(Data entries)
begin
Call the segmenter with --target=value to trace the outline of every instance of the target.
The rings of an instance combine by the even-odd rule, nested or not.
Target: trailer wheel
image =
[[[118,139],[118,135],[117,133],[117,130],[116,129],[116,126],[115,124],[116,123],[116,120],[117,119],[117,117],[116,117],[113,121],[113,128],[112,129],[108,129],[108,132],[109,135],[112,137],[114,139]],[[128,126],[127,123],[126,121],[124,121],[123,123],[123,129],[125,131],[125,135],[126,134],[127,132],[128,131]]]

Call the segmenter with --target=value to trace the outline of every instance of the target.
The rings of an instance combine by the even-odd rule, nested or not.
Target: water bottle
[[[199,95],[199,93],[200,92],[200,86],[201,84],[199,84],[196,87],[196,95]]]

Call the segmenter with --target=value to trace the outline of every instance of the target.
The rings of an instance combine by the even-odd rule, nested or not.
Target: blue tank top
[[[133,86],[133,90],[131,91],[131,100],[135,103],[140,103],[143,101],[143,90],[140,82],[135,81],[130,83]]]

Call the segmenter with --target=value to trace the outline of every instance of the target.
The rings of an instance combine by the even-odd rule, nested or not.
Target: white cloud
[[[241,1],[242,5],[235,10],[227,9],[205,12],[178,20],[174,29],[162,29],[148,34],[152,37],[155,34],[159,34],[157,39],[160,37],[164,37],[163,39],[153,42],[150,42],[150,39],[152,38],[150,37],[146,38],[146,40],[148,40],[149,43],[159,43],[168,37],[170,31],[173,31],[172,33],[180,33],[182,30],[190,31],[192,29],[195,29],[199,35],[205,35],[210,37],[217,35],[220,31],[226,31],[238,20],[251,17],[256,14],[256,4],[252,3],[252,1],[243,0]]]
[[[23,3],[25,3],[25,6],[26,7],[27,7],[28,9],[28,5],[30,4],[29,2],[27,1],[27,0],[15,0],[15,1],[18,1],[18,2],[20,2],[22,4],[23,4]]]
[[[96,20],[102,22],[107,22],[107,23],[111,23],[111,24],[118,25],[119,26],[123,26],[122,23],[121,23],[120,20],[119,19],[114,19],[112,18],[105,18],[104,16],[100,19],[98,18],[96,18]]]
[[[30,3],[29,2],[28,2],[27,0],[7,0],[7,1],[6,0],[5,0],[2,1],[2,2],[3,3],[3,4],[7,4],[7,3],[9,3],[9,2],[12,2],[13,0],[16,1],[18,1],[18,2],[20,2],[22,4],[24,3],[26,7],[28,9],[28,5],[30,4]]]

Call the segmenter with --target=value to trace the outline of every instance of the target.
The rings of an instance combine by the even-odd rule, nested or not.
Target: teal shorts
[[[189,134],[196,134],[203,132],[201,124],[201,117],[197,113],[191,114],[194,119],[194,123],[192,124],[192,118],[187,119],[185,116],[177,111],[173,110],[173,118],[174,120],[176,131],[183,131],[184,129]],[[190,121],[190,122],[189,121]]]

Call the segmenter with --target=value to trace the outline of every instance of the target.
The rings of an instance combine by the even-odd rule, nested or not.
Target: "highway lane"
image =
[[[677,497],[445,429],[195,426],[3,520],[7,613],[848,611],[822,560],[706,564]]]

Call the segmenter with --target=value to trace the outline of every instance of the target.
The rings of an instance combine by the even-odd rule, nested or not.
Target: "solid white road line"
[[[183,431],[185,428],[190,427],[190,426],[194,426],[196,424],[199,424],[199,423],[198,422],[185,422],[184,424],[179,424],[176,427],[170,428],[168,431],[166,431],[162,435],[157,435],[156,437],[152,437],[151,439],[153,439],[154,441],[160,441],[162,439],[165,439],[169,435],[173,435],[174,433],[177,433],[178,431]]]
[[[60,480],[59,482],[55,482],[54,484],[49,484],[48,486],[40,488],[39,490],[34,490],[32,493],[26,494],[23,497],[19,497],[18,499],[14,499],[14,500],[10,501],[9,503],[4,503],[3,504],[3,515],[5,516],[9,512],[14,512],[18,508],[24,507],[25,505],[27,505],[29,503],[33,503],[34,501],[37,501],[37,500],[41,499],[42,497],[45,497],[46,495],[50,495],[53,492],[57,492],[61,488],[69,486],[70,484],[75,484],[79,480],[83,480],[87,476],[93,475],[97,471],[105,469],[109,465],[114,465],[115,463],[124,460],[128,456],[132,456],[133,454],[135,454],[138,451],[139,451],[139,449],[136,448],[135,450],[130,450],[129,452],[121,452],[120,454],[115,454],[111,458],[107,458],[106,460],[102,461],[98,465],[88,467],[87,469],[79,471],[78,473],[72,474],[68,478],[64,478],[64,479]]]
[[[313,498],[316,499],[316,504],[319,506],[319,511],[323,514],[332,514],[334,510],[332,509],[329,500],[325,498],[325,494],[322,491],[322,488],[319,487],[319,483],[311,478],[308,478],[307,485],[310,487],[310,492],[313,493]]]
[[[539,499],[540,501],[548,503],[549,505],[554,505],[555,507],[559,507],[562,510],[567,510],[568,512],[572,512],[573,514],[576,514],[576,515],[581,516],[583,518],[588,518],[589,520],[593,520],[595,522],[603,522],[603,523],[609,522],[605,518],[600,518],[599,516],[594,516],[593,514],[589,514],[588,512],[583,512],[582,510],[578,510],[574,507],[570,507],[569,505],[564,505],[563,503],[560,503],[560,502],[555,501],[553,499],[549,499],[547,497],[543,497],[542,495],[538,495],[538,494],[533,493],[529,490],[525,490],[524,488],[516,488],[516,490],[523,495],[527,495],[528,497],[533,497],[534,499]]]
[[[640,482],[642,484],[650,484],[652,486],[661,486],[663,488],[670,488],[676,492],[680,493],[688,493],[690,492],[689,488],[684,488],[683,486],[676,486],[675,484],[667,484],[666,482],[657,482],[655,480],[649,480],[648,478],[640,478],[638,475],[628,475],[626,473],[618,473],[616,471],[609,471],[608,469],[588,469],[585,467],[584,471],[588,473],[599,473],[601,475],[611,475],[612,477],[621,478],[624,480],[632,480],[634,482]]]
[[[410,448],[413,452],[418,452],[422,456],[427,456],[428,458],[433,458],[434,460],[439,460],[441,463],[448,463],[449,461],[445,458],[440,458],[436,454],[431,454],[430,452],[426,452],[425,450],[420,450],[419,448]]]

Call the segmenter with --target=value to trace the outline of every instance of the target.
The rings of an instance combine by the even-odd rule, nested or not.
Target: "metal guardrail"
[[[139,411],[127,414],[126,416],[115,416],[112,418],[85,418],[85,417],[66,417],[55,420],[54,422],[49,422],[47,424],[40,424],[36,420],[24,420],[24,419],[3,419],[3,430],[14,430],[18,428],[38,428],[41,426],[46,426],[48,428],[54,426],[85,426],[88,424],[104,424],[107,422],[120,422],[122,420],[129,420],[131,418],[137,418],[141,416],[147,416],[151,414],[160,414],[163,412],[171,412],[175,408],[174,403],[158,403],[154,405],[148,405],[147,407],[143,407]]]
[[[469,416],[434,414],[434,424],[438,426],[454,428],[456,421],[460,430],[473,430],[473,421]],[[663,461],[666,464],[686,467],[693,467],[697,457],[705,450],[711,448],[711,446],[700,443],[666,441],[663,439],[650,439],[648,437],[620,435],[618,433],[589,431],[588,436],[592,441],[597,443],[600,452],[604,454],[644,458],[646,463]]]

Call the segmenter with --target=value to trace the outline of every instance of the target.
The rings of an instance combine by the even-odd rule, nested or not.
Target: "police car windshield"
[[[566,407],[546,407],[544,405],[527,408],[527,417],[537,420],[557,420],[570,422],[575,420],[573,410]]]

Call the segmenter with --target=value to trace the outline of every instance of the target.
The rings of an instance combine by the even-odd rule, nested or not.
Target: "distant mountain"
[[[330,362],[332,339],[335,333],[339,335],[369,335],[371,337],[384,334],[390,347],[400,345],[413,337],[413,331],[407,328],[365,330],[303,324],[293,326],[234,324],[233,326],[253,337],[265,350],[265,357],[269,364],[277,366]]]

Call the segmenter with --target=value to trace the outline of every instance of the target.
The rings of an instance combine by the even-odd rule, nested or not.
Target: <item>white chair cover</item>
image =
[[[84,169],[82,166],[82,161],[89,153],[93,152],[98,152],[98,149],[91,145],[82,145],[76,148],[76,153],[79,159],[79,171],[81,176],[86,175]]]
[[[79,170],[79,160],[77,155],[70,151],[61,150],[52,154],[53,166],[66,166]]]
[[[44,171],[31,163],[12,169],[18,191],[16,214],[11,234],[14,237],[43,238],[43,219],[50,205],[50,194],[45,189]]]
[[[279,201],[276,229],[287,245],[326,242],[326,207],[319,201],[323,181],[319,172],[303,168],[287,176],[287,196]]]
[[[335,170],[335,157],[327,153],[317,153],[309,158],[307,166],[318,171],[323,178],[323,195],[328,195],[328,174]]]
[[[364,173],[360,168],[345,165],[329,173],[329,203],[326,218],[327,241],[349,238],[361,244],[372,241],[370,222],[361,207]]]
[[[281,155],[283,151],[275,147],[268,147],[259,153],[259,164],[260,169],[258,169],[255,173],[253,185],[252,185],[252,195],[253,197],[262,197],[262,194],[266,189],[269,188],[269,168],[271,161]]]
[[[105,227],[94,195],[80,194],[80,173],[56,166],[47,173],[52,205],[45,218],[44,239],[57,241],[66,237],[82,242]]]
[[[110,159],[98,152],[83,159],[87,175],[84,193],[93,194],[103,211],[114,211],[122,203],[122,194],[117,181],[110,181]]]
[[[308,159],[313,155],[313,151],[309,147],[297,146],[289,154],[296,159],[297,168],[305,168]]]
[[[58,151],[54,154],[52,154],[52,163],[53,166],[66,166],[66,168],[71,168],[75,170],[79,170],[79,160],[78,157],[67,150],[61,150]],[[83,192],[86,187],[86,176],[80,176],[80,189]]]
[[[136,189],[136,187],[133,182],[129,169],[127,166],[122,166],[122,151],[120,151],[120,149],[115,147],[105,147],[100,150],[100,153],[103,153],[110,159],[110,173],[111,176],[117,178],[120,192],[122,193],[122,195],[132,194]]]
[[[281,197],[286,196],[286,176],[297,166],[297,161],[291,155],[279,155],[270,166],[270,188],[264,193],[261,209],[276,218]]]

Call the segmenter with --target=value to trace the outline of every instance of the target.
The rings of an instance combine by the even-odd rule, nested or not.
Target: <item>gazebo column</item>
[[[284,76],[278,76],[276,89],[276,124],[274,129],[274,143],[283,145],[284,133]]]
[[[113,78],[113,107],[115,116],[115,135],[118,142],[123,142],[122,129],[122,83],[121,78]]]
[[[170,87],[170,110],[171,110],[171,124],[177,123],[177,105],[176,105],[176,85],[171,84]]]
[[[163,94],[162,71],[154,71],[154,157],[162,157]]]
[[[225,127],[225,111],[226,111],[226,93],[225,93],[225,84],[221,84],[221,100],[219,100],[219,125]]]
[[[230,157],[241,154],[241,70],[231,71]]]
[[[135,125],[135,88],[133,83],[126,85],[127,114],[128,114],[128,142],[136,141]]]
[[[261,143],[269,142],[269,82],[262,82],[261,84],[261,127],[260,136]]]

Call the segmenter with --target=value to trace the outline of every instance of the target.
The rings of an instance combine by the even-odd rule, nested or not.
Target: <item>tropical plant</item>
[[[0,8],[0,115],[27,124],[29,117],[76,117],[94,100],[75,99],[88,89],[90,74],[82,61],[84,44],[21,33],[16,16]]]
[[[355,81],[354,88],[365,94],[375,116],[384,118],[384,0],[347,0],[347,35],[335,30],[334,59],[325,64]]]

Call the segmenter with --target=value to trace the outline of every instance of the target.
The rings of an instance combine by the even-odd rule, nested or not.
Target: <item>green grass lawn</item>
end
(PROBLEM DETAILS) Pull out every line of the items above that contains the string "white", matching case exactly.

(TASK SOLUTION)
Target: white cloud
Target: "solid white road line"
Target: <item>white chair cover</item>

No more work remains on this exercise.